Set down the passage from the baby turtle article below word for word, beginning with "The Loggerhead was" and ending after "United States coast.".

== Document section ==

--

In a story that reads like a Disney tale, a baby turtle has survived a perilous journey from the USA to Ireland.
The young Loggerhead turtle was found by Cormac de Róstie and his daughters on a beach in Ireland. She was beached upside down when they discovered her, and suffering from hypothermia due to exposure to the cold water.
The de Róstie family rang around and found Kevin Flannery, the director of Dingle Oceanworld Aquarium. He made a 12 hour round-trip to pick the young turtle up.
The Loggerhead was named Cróga, the Gaelic word for brave. And Cróga must have been brave to have made the trip thousands of miles from where she was supposed to be.
Loggerhead turtles usually hatch in southeastern US states, such as Florida and the Carolinas- it is South Carolina’s official state reptile.
A few days after hatching, the turtles make their way to the Gulf Stream- a major ocean current that sweeps northward along the southeastern United States coast.
The warm current is the ideal place for these young turtles, and allows them a sort of turtle playground. Here, the turtles take shelter in floating seaweed, and they grow and develop for several years before migrating elsewhere.
Road to recovery
When Cróga was found she weighed only 1 pound (0.45kg) and the size of a dinner plate. A Loggerhead turtle of a similar age will usually weigh around 45 to 90 pounds (20.4 kg to 40.8 kg), according to Flannery.
To give Cróga a fighting chance of survival Flannery, who is also a marine biologist, had to work fast. He injected the reptile with saline to rehydrate her, and raised her body temperature slowly over several days to avoid shock.
The cold water of Ireland would usually kill most Loggerhead turtles, as they are meant for much warmer climates. Flannery described how Cróga had survived against all odds:
“Usually, birds would have picked them off or a shark or something would have eaten it or the cold shock from the water would have killed it,” he said. “They would also die if washed up on rocks upside down. Being so tiny it’s an absolute miracle it survived.”

--

== Information given ==
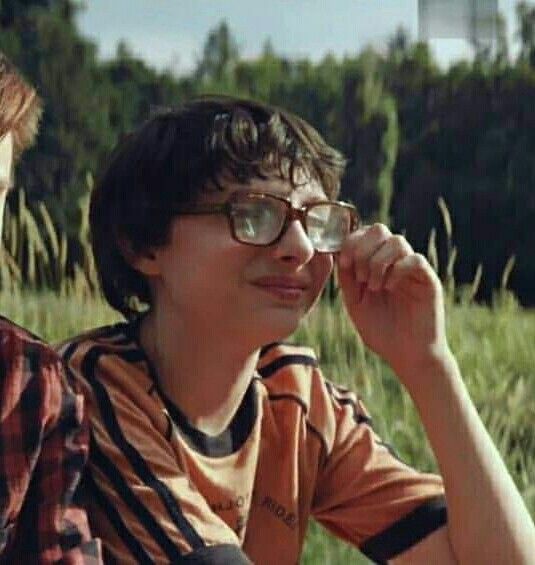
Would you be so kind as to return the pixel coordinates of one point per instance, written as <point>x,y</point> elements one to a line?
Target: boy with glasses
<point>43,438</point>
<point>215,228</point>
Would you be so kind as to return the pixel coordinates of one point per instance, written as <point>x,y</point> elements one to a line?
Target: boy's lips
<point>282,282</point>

--

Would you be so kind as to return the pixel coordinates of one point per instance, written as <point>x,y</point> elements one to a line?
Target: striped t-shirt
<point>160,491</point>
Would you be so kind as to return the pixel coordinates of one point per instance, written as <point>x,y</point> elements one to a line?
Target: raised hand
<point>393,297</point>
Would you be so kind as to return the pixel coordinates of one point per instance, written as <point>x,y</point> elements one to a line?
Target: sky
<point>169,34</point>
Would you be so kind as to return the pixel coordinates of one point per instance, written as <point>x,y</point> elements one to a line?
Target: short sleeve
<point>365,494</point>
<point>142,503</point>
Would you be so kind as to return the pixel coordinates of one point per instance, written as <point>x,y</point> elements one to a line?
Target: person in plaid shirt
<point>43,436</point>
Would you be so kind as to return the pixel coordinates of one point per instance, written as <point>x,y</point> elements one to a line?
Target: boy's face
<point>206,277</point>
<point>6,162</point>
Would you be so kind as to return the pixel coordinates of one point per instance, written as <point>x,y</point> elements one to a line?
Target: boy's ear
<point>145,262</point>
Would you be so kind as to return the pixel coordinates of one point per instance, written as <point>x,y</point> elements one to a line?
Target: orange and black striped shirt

--

== Solution to this exercise ==
The Loggerhead was named Cróga, the Gaelic word for brave. And Cróga must have been brave to have made the trip thousands of miles from where she was supposed to be.
Loggerhead turtles usually hatch in southeastern US states, such as Florida and the Carolinas- it is South Carolina’s official state reptile.
A few days after hatching, the turtles make their way to the Gulf Stream- a major ocean current that sweeps northward along the southeastern United States coast.